Vorliegender Auszug:
________
Anfang April 1915 wurden unseren Vereinsmitgliedern ein Paketchen mit Cigarren und Tabak übersandt.

4. Mai 1915
Großer Sieg. 42000 Russen gefangen genommen. (Man sprach sogar von 160000). Nachm. 1 Uhr frohes Siegesgeläut. Aus den Nachbargemeinden hörte man Böllerschüsse, die Häuser sind beflaggt. Kinder ziehen mit der Schulfahne singend durch die Straßen.

4. Juni
Die Fronleichnams - Prozession wurde in gewohnter Weise abgehalten. Unter den Teilnehmern sah man auch invalide und beurlaubte Krieger.

14. Juni
Nachmittags 2 Uhr verkünden die Glocken von allen Kirchen einen neuen Sieg: Die Festung Przemysl ist wieder erobert. 6.15 Nachm. Wieder erklingen die Glocken. Die Front der Russen in Galizien ist durchbrochen, 16000 Gefangene.
________
Gespeicherte Daten:
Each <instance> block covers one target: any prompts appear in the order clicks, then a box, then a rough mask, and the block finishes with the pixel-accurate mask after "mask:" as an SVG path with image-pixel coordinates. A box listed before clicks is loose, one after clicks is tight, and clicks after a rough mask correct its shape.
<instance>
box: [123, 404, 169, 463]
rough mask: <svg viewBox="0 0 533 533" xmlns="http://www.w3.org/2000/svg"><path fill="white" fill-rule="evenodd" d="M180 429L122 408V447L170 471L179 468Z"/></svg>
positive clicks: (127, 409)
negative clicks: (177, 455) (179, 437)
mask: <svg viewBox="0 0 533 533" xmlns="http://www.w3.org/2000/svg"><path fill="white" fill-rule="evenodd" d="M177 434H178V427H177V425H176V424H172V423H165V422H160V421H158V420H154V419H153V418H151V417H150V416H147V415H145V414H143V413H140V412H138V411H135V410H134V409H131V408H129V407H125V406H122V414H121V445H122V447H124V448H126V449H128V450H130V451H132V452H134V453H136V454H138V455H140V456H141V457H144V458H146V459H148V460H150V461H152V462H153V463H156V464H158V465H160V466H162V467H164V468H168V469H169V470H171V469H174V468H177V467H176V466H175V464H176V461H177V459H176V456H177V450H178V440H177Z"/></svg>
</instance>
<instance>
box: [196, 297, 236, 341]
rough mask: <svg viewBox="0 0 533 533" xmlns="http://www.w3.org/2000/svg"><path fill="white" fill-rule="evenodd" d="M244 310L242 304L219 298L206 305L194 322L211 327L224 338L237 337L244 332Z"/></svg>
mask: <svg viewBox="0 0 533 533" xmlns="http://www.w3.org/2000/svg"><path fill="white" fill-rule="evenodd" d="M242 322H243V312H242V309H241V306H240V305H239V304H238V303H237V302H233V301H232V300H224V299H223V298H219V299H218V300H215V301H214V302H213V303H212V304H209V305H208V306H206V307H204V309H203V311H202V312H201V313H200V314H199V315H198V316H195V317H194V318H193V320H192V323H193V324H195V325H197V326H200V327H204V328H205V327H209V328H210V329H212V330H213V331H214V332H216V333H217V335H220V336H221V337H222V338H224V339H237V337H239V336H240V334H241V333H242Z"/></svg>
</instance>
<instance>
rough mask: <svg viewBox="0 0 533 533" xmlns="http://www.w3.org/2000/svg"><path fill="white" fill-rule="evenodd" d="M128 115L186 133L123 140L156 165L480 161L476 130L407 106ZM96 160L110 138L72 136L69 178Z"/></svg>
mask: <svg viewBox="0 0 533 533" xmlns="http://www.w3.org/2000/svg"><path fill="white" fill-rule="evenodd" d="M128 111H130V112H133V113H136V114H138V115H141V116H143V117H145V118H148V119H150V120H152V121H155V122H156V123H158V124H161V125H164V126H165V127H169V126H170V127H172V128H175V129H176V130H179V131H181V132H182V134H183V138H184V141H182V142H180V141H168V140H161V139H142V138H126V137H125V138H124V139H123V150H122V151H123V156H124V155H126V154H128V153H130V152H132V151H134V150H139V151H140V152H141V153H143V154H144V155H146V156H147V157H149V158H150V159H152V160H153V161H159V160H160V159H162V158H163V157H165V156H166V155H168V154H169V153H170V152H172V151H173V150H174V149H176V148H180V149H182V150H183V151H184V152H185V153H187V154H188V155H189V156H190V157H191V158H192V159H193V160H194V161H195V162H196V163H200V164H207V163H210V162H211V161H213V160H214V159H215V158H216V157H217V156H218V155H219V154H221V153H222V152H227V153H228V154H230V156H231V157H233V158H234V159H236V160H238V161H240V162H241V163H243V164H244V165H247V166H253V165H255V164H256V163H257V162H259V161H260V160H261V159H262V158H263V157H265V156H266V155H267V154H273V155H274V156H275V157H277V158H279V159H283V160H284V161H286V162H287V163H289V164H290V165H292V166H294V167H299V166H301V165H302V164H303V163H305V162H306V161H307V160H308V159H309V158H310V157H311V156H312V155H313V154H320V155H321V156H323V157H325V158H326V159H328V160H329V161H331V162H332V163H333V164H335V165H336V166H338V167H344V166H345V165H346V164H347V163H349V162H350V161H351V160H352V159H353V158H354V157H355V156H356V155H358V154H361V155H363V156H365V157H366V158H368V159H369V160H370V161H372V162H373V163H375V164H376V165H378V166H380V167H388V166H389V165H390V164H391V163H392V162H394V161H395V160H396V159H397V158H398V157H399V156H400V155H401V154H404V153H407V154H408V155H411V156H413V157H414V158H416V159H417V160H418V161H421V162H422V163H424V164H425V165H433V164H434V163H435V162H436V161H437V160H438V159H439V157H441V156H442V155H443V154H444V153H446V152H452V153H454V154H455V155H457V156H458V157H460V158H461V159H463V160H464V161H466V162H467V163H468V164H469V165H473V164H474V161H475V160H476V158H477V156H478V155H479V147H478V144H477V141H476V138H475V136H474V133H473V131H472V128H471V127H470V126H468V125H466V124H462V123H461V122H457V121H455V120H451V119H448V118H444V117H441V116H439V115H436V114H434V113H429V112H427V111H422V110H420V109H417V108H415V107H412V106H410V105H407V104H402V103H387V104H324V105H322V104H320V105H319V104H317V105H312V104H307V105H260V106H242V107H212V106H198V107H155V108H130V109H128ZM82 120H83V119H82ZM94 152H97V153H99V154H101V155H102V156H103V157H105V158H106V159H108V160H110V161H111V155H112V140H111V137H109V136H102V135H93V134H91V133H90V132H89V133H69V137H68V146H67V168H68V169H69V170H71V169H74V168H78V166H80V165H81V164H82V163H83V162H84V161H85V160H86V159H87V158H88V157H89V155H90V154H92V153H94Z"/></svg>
________
Zu erledigen:
1) Beantworte anhand des Auszugs über das Jahr 1915 folgende Fragen:
(a) Was erhielten die Vereinsmitglieder Anfang April 1915 zugeschickt?
(b) Wer war bei der Fronleichnams-Prozession am 4. Juni unter den Teilnehmern zu sehen?
(c) Welche Festung wurde laut dem Eintrag vom 14. Juni wieder erobert?
2) Führe die Aufzeichnungen über das Jahr 1915 im Anschluss an den Eintrag vom 14. Juni weiter.

Antworten in Reihenfolge:
1)
(a) Ein Paketchen mit Cigarren und Tabak.
(b) Invalide und beurlaubte Krieger.
(c) Die Festung Przemysl.

2)
Das Frühjahr 1915 war außergewöhnlich trocken. Faustbreite Risse zeigten sich im Boden. Das Getreide steht üppig, doch der Regen fehlt. Da, am 10. und 11. Juni bringen Gewitter das lang ersehnte Naß. In der Nachbargemeinde, namentlich Eickelborn, hat der Hagel, der glücklicherweise ohne Sturm fiel, einigen Schaden angerichtet. Hier fielen nur wenige Körner.

22. Juni
Abends 9.15. Die Kriegsandacht ist eben beendet, da verkünden die Glocken einen neuen Sieg: Lemberg ist erstürmt. Überall frohe Menschengruppen. Da setzen auch die Kirchenglocken in Herzfeld ein. Von Süden hört man Freudenschießen bis 11 Uhr. Die Kinder marschieren unter frohem Gesang durch das Dorf.

17. Juli
Frohes Siegesgeläut 8 Uhr Abends. Unsere Offensive auf der Gesamt - Front im Osten ist erfolgreich. Generalfeldmarschall v. Hindenburg hat 30000 Russen eingefangen.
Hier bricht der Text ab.